__TASK DIRECTIONS__.
Every record below needs to be retyped exactly as it appears.

*** Opening RECORDS TO PROCESS ***

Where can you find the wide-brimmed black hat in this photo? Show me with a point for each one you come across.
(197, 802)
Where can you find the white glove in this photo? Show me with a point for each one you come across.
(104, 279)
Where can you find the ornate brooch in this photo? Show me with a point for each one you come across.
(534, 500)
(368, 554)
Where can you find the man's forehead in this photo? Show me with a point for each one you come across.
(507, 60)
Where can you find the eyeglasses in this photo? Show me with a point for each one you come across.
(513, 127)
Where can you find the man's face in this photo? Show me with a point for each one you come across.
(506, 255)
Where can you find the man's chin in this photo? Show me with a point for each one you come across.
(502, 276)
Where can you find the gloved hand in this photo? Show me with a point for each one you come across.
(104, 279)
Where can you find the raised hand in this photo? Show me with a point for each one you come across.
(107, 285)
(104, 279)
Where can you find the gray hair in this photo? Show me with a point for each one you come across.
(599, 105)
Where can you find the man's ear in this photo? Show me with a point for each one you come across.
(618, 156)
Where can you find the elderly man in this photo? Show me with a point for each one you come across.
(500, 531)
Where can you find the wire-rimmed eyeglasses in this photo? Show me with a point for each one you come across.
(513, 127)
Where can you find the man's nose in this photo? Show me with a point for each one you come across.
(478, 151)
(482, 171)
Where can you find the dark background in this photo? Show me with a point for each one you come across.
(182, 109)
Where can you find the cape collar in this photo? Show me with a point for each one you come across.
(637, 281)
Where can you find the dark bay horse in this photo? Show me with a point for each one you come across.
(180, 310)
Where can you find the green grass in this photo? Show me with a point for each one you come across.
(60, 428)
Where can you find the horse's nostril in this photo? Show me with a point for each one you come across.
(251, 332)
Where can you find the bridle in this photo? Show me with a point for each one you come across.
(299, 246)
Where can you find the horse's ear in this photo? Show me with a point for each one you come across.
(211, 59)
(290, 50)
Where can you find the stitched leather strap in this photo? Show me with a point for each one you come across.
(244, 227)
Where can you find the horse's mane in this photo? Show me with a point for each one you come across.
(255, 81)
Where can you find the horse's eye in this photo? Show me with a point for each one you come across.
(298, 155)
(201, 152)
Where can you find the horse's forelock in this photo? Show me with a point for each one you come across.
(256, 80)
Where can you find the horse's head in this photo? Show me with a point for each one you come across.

*** Closing RECORDS TO PROCESS ***

__WORKED SOLUTION__.
Where can you find the wide-brimmed black hat in this photo? Show me with a point for each one you come across.
(197, 802)
Where can you find the white glove in this photo? Show me with a point for each one you come across.
(104, 279)
Where can you find the ornate brooch in this photo? Show me with a point for each one you come across.
(534, 500)
(368, 554)
Where can you find the man's forehead in this photo? Show me with a point for each one you come across.
(507, 60)
Where can you find the eyeglasses in this photo? Show me with a point for each one you come across.
(513, 127)
Where can you find the man's face in this photo? Show me with a point for each one you come across.
(506, 255)
Where can you find the man's chin in this photo? Show me with a point for each one you come across.
(502, 276)
Where can you find the gloved hand in this photo? Show me with a point for each one you come across.
(104, 279)
Where can you find the raised hand in this photo? Show me with a point for each one you come across.
(107, 285)
(104, 279)
Where can you find the gray hair in this photo? Show me with a point for each one you come across.
(599, 105)
Where can you find the man's ear in this photo? Show me with a point for each one you come across.
(618, 156)
Where can you find the elderly man in this photo? Show me with a point for each one you come across.
(500, 531)
Where can you find the wire-rimmed eyeglasses in this photo? Show me with a point for each one you come across.
(513, 127)
Where can you find the man's nose in this photo? Show me with a point for each one you come across.
(478, 151)
(482, 171)
Where can you find the dark background in this photo? Show me with a point for each one you come across.
(182, 109)
Where can you find the cape collar in this photo? Show me with a point for each one you come across.
(637, 281)
Where can you find the dark bay horse in this photo? Show me with a point for each one you come across.
(180, 310)
Where can you find the green grass in this photo? Show me with a point for each one you come across.
(60, 428)
Where can you find the horse's nostril in this photo? Show me with a point for each one you come across.
(251, 332)
Where can you find the bridle in this photo? Show me with a point for each one you come across.
(299, 246)
Where can you find the horse's ear in this photo? Show me with a point for each one you come across.
(211, 59)
(290, 50)
Where can you find the stitched leather strap in this photo? Show me with a point for each one you come across.
(244, 227)
Where can you find the horse's mane in this photo? Show me with a point for each one you come across.
(255, 81)
Where can you find the horse's eye in this photo? Show me with a point for each one you come across.
(298, 155)
(201, 152)
Where can you find the horse's forelock in this photo? Show me with a point for each one you come across.
(256, 80)
Where can you find the horse's head in this photo? Show me with a point for each one you come across.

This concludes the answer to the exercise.